(Region pointing data)
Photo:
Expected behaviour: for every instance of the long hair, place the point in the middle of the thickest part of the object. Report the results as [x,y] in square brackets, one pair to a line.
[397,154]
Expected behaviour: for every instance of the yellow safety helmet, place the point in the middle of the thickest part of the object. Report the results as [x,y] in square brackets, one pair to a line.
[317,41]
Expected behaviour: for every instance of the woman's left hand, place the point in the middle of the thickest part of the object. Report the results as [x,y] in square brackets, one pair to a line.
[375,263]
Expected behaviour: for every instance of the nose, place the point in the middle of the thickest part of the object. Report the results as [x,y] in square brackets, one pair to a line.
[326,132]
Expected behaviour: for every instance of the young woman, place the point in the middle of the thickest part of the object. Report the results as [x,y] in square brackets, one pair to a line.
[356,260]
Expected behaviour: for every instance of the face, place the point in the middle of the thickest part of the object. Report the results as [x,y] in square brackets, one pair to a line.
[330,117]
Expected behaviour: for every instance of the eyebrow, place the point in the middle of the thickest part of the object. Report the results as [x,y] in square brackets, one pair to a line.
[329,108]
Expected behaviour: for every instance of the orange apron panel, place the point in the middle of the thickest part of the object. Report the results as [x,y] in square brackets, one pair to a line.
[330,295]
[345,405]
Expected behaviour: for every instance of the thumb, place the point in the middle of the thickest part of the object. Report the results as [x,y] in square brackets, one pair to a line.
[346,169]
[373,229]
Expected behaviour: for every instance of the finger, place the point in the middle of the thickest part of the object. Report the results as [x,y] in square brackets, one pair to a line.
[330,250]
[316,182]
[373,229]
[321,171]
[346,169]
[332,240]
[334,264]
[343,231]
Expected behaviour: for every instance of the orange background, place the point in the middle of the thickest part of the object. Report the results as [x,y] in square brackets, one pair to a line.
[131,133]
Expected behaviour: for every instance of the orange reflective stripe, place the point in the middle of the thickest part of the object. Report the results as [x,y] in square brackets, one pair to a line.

Work item: I'd like the records returned exactly as they were written, please.

Solution:
Photo:
Expected behaviour: for every instance of the long hair, place the point in the middle of the thickest part of the object. Report the results as [x,y] in square brackets, one pair to a line.
[397,154]
Expected behaviour: for every instance of the yellow safety helmet, place the point in the middle of the thickest part of the object. Report the results as [x,y] in square brackets, one pair to a line.
[317,41]
Expected behaviour: for every instance of the woman's left hand, place the point in the middle of the thickest part of the object. Report the results as [x,y] in square brackets, one pair to a line.
[375,263]
Expected behaviour: for every instance of the nose, place the point in the middle of the thickest part of the object. Report the results as [x,y] in square brackets, one pair to a line.
[326,132]
Expected behaviour: for every instance of the young woman, place the point in the middle of the thickest part of the object. Report the results as [x,y] in square brackets, one pair to a line.
[356,260]
Expected behaviour: for every instance of the face, place the point in the middle of the thickest part of the object. Report the results as [x,y] in square brackets, one pair to a line.
[330,117]
Expected behaviour: for every instance of the eyebrow, place the point in the middle of the thickest part of the object. Report the results as [x,y] in square brackets, one pair to a line.
[329,108]
Expected behaviour: for every instance of the orange apron panel, place the point in the middle of the thickest part of the object. Report the results as [x,y] in square brackets, one pair to a line.
[330,295]
[345,405]
Expected behaviour: for every instance of the thumb, place the point in the middle of the thickest part of the object. Report the results as [x,y] in square brackets, one pair to a line.
[346,169]
[373,229]
Expected behaviour: for every instance of the finger, place the point in the middle of the thickest part of the object. Report the results as [x,y] in square brackets, one pair to a line.
[330,250]
[316,182]
[373,229]
[321,171]
[346,169]
[332,240]
[334,264]
[343,231]
Expected behaviour: for every instance of the orange background, place the point in the middle of the thickest part of the object. Report the results as [x,y] in square brackets, one pair to a line.
[131,133]
Expected behaviour: for every instance of the orange reflective stripe, place the point in the middle of the thickest part of the object. Report the results as [x,y] in square brackets, one pair to a line.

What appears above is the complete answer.